Exercise passage:
Opioid Intervention and Dependence Prevention
October 15, 2014
There is considerable national attention to the misuse of pain medicines in the US. The non-medical use of opioid analgesics is rising in the United States at an alarming rate. In 2008, the National Survey on Drug Use and Health reported that 4.7 million Americans over the age of 12 acknowledged non-medical use of painkillers. The increase in new users of painkillers between 1998 and 2008 in the U.S. — 41% — is greater than any other abused drug, including marijuana, cocaine and heroin. According to a 2014 CDC report, 46 individuals die every day in the U.S. from a prescription painkiller overdose. The report notes that health care providers wrote 259 million prescriptions for opioid painkillers in 2012, enough for every American adult to have their own bottle of pills. So far, most attention on this epidemic has focused on the criminal aspects and medical side of care with little attention to the important and intimate role and influence of behavioral health factors in the path of dependency, as well as the path to wellness and freedom from dependency.

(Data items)
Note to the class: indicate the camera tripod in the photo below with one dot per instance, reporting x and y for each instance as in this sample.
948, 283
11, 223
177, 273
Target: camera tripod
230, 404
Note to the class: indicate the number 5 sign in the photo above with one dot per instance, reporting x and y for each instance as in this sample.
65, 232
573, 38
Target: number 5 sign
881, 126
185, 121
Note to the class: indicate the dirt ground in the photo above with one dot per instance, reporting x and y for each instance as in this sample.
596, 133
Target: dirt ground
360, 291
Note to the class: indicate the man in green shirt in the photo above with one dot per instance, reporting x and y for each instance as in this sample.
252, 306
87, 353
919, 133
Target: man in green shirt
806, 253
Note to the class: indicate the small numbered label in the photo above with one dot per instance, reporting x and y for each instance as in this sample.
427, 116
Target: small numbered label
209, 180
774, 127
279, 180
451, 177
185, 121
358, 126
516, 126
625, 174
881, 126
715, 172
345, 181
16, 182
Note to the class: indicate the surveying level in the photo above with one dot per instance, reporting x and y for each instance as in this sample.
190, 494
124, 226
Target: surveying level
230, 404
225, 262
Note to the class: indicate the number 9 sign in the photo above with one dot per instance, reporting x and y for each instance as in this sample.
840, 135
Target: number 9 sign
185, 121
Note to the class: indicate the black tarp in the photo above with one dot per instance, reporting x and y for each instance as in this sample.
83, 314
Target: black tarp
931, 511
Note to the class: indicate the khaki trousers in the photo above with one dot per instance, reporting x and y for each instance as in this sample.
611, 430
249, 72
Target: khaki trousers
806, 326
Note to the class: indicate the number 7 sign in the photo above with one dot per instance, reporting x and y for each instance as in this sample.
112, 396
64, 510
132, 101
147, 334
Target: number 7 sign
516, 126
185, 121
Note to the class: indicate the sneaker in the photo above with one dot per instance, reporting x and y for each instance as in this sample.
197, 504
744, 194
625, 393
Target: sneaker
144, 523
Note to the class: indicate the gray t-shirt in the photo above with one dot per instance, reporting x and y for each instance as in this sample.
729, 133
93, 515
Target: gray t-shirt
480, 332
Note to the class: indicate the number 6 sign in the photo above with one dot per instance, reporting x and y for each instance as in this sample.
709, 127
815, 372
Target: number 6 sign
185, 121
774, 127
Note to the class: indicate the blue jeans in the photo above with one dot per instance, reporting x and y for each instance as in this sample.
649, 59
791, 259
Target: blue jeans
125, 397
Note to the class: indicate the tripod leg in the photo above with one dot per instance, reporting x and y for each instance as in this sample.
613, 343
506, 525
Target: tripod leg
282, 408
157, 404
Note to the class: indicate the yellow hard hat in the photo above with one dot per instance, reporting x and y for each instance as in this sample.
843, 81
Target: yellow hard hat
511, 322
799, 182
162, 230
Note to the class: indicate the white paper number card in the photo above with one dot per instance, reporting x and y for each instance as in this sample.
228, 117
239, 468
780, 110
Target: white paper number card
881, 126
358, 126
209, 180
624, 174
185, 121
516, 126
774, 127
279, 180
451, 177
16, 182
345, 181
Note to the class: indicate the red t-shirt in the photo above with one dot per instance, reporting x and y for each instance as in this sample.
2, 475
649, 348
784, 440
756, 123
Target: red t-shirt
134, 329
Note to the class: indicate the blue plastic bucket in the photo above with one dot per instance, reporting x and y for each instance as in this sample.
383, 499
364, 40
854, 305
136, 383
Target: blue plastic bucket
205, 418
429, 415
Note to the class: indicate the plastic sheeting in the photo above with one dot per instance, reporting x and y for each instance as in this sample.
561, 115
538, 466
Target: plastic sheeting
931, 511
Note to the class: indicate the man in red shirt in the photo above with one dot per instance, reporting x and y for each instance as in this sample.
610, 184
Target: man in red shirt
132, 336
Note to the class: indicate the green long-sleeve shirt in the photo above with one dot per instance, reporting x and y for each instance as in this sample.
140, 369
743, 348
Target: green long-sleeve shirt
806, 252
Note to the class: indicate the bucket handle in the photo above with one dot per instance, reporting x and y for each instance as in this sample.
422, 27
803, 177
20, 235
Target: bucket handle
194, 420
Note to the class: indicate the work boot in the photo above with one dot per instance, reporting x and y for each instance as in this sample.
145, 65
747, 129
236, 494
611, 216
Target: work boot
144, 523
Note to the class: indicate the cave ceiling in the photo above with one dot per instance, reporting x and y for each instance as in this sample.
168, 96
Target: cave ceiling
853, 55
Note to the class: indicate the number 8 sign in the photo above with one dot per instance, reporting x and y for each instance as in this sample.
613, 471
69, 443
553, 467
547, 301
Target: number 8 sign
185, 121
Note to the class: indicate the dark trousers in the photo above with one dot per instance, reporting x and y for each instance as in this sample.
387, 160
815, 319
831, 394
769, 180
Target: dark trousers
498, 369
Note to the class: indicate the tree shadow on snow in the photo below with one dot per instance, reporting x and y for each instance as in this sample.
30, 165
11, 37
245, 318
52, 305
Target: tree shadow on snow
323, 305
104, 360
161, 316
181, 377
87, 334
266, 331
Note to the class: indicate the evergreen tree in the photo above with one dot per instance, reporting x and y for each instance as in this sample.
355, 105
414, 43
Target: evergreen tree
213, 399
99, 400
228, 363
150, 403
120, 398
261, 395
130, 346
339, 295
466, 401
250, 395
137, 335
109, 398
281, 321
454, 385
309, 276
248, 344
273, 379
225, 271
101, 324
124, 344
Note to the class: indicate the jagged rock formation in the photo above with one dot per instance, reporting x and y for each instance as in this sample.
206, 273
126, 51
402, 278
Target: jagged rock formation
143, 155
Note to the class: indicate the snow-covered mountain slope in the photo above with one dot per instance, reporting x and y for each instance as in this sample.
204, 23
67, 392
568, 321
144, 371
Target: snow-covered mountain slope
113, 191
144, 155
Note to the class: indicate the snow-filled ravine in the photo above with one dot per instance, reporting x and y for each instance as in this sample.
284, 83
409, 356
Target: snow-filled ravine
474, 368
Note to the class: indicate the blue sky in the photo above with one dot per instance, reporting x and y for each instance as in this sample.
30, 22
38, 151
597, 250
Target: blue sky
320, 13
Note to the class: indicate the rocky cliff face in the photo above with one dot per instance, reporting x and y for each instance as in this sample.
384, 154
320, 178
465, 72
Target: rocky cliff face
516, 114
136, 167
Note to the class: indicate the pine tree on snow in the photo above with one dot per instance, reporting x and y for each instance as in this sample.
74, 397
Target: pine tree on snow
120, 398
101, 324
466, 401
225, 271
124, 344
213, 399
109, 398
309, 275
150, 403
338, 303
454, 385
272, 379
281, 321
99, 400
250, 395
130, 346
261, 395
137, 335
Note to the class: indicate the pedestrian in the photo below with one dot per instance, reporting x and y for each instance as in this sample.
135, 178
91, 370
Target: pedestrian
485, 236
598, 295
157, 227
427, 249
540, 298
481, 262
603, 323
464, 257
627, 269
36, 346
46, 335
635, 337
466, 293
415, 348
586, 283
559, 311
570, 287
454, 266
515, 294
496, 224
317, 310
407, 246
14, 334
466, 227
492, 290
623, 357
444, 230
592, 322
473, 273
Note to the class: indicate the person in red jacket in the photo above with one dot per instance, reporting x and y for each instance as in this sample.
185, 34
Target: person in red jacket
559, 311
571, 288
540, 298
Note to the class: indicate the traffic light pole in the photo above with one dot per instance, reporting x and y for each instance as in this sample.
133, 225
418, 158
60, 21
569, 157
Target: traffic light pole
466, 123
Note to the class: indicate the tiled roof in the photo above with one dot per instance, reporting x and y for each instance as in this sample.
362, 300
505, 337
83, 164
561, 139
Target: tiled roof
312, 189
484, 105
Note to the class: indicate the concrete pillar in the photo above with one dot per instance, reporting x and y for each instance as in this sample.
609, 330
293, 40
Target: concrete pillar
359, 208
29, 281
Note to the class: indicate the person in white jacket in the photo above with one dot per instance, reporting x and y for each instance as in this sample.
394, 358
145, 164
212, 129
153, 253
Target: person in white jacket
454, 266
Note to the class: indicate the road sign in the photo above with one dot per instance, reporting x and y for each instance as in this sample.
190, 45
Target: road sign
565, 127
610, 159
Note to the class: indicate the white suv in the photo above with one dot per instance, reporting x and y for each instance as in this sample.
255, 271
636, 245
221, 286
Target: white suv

To do:
1. How would you translate this sentence from the passage on opioid misuse into Spanish: "According to a 2014 CDC report, 46 individuals die every day in the U.S. from a prescription painkiller overdose."?
2. Can you carry on the passage on opioid misuse from its final sentence?

Set of answers:
1. Según un informe de los CDC de 2014, 46 personas mueren cada día en los EE. UU. por una sobredosis de analgésicos recetados.

2.
Addiction and mental health care providers have unique skills bring to the national dialogue on pain management and, at times, subsequent and unfortunate opioid dependency. Learn the underpinnings of the pain experience, risk factors, and key takeaways related to the use of pharmacists, and develop advocacy energy about the expertise of addiction and mental health care experts as central contributors to addressing this national crisis.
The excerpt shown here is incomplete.